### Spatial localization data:
....
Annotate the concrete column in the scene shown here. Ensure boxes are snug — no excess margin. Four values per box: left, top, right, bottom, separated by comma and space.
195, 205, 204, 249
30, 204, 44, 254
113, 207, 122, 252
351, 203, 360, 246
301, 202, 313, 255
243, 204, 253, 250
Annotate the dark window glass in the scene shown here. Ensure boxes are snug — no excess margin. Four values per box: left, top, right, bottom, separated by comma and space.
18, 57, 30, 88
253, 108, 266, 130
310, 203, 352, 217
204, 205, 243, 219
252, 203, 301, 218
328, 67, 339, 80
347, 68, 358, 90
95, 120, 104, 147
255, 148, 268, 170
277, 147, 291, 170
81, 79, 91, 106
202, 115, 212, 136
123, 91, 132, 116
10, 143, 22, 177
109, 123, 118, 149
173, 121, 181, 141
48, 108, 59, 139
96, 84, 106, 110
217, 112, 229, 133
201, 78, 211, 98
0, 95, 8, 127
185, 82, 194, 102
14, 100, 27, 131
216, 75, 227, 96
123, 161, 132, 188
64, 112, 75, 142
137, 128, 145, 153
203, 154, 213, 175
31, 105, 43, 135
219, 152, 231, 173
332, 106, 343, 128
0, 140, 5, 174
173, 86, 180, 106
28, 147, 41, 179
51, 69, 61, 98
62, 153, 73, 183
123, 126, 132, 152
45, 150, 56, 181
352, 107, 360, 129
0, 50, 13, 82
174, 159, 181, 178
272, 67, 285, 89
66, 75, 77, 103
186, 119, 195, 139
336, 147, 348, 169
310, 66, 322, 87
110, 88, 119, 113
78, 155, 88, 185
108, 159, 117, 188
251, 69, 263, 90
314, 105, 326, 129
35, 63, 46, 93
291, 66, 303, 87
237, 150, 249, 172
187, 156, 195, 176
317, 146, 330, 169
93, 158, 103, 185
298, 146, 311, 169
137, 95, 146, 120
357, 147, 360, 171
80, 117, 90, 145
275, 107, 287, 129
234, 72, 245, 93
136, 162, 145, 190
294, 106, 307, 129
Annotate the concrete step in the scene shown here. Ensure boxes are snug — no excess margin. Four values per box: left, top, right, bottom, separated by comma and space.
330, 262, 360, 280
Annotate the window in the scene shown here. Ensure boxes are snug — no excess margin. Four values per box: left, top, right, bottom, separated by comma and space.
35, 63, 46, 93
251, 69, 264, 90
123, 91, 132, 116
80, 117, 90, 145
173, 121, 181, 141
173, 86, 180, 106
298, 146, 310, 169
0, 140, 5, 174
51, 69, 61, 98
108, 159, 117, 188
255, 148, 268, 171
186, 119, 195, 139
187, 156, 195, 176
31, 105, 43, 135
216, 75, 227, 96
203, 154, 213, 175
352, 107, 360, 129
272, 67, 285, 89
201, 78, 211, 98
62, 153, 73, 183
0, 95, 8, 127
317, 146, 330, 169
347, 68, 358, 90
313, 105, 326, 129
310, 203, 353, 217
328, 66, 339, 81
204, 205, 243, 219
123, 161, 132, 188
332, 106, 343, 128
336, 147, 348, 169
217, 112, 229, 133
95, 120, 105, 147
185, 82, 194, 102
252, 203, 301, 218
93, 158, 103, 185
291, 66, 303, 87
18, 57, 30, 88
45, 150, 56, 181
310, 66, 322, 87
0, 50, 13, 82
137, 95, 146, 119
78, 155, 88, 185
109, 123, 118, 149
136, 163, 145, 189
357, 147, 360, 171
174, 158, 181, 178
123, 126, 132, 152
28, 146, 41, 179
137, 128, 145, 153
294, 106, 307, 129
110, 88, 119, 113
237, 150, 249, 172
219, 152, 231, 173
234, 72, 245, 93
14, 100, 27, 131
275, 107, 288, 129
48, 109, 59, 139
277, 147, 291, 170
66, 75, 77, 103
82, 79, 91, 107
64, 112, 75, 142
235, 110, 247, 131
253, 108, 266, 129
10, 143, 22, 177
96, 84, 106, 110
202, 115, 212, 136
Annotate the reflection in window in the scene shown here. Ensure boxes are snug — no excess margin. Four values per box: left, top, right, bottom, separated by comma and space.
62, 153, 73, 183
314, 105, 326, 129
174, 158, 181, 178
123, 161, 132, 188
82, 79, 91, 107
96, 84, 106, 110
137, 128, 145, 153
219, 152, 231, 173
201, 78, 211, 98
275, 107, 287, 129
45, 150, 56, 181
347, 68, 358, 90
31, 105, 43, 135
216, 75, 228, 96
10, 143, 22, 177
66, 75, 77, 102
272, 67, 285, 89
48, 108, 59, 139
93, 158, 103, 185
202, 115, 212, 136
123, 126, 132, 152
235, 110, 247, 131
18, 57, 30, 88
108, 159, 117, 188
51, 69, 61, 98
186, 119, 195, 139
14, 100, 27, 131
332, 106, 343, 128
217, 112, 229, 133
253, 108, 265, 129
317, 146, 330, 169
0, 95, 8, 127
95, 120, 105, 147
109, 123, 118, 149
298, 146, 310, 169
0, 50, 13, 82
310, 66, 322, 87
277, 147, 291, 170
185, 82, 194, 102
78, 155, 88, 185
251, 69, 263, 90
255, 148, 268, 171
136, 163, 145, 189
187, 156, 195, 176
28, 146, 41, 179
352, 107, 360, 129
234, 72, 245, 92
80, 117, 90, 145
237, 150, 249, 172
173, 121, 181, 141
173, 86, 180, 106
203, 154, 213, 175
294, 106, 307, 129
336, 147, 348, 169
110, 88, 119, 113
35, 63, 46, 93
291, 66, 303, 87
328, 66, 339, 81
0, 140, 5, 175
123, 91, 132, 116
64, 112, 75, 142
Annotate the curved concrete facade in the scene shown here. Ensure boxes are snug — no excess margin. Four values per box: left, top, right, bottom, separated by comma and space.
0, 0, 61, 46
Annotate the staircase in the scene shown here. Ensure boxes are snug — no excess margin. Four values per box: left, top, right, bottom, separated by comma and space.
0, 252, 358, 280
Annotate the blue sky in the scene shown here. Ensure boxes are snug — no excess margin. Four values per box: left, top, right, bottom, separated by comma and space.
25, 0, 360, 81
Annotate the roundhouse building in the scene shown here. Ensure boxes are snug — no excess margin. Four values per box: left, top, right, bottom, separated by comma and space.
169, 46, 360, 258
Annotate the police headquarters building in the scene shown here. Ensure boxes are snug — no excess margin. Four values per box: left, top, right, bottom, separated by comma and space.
....
### REQUIRED WORK:
All the entries should be output exactly as given.

### SOLUTION TO THIS EXERCISE:
Annotate the concrete column in the scene shown here. Ensure boxes are snug — no excess margin. Four values per box: left, top, right, bottom, separated by comma and space.
195, 205, 204, 249
30, 204, 44, 254
113, 207, 122, 252
351, 203, 360, 246
301, 202, 313, 255
243, 204, 253, 250
Annotate the dark window glass in the scene shown here. Ensure boxes are snug — no excess margin. Four values per box: left, top, right, bottom, separated by comma and space.
18, 57, 30, 88
253, 108, 266, 130
310, 203, 352, 217
204, 205, 243, 219
252, 203, 301, 218
328, 67, 339, 80
347, 68, 358, 90
95, 120, 104, 147
255, 148, 268, 170
277, 147, 291, 170
81, 79, 91, 106
202, 115, 212, 136
123, 91, 132, 116
10, 143, 22, 177
109, 123, 118, 149
173, 121, 181, 141
48, 108, 59, 139
96, 84, 106, 110
217, 112, 229, 133
201, 78, 211, 98
0, 95, 8, 127
185, 82, 194, 102
14, 100, 27, 131
216, 75, 227, 96
123, 161, 132, 188
64, 112, 75, 142
137, 128, 145, 153
203, 154, 213, 175
31, 105, 43, 135
219, 152, 231, 173
332, 106, 343, 128
0, 140, 5, 174
173, 86, 180, 106
28, 147, 41, 179
51, 69, 61, 98
62, 153, 73, 183
123, 126, 132, 152
45, 150, 56, 181
352, 107, 360, 129
0, 50, 13, 82
174, 159, 181, 178
272, 67, 285, 89
66, 75, 77, 103
186, 119, 195, 139
336, 147, 348, 169
310, 66, 322, 87
110, 88, 119, 113
78, 155, 88, 185
108, 159, 117, 188
251, 69, 263, 90
314, 105, 326, 129
35, 63, 46, 93
291, 66, 303, 87
237, 150, 249, 172
187, 156, 195, 176
317, 146, 330, 169
93, 158, 103, 185
298, 146, 311, 169
137, 95, 146, 120
357, 147, 360, 171
80, 117, 90, 145
275, 107, 287, 129
234, 72, 245, 93
136, 162, 145, 190
294, 106, 307, 129
Annotate the concrete step in the scene shown here. Ensure boxes are snug — no excess margin. Four values per box: left, top, right, bottom, separated by comma and space.
330, 262, 360, 280
Annotate the window in the scene shown here. Ensure boxes are snug — no excess margin. Four values per box: left, top, right, bottom, separated by comma and space.
35, 63, 46, 93
251, 69, 264, 90
123, 91, 132, 116
80, 117, 90, 145
173, 121, 181, 141
173, 86, 180, 106
298, 146, 310, 169
0, 140, 5, 174
51, 69, 61, 98
108, 159, 117, 188
255, 148, 268, 171
186, 119, 195, 139
187, 156, 195, 176
31, 105, 43, 135
216, 75, 227, 96
203, 154, 213, 175
352, 107, 360, 129
272, 67, 285, 89
201, 78, 211, 98
62, 153, 73, 183
0, 95, 8, 127
317, 146, 330, 169
347, 68, 358, 90
313, 105, 326, 129
310, 203, 353, 217
328, 66, 339, 81
204, 205, 243, 219
123, 161, 132, 188
332, 106, 343, 128
336, 147, 348, 169
217, 112, 229, 133
95, 120, 105, 147
185, 82, 194, 102
252, 203, 301, 218
93, 158, 103, 185
291, 66, 303, 87
18, 57, 30, 88
45, 150, 56, 181
310, 66, 322, 87
0, 50, 13, 82
137, 95, 146, 119
78, 155, 88, 185
109, 123, 118, 149
136, 163, 145, 189
357, 147, 360, 171
174, 158, 181, 178
123, 126, 132, 152
28, 146, 41, 179
137, 128, 145, 153
294, 106, 307, 129
110, 88, 119, 113
237, 150, 249, 172
219, 152, 231, 173
234, 72, 245, 93
14, 100, 27, 131
275, 107, 288, 129
48, 109, 59, 139
277, 147, 291, 170
66, 75, 77, 103
82, 79, 91, 107
64, 112, 75, 142
235, 110, 247, 131
253, 108, 266, 129
10, 143, 22, 177
96, 84, 106, 110
202, 115, 212, 136
Annotate the reflection in window in the scene shown here. Ensure boxes are snug — no excess margin. Four values per box: left, top, right, bottom, separated by comma and space.
62, 153, 73, 183
314, 105, 326, 129
174, 158, 181, 178
123, 161, 132, 188
82, 79, 91, 107
96, 84, 106, 110
137, 128, 145, 153
219, 152, 231, 173
201, 78, 211, 98
275, 107, 287, 129
45, 150, 56, 181
347, 68, 358, 90
31, 105, 43, 135
216, 75, 228, 96
10, 143, 22, 177
66, 75, 77, 102
272, 67, 285, 89
48, 108, 59, 139
93, 158, 103, 185
202, 115, 212, 136
123, 126, 132, 152
235, 110, 247, 131
18, 57, 30, 88
108, 159, 117, 188
51, 69, 61, 98
186, 119, 195, 139
14, 100, 27, 131
332, 106, 343, 128
217, 112, 229, 133
253, 108, 265, 129
317, 146, 330, 169
0, 95, 8, 127
95, 120, 105, 147
109, 123, 118, 149
298, 146, 310, 169
0, 50, 13, 82
310, 66, 322, 87
277, 147, 291, 170
185, 82, 194, 102
78, 155, 88, 185
251, 69, 263, 90
255, 148, 268, 171
136, 163, 145, 189
187, 156, 195, 176
28, 146, 41, 179
352, 107, 360, 129
234, 72, 245, 92
80, 117, 90, 145
237, 150, 249, 172
173, 121, 181, 141
173, 86, 180, 106
203, 154, 213, 175
294, 106, 307, 129
336, 147, 348, 169
110, 88, 119, 113
35, 63, 46, 93
291, 66, 303, 87
328, 66, 339, 81
0, 140, 5, 175
123, 91, 132, 116
64, 112, 75, 142
Annotate the curved concrete facade in the scene shown here. Ensure boxes are snug — no excess margin. Four values per box: left, top, right, bottom, separated by comma and space.
0, 0, 61, 46
Annotate the staircase in the scene shown here. Ensure boxes are snug — no excess margin. Four values per box: left, top, right, bottom, separated by comma and space.
0, 252, 358, 280
Annotate the blue sky in the scene shown here. Ensure boxes are snug — no excess margin. Four values per box: left, top, right, bottom, separated by comma and space.
25, 0, 360, 81
Annotate the roundhouse building in the scene shown here. Ensure boxes are snug — no excess margin. Four values per box: left, top, right, bottom, separated by comma and space.
169, 46, 360, 258
Annotate the police headquarters building in the scene shown here. Ensure boxes are snug — no excess margin. Four values per box: left, top, right, bottom, separated by comma and space.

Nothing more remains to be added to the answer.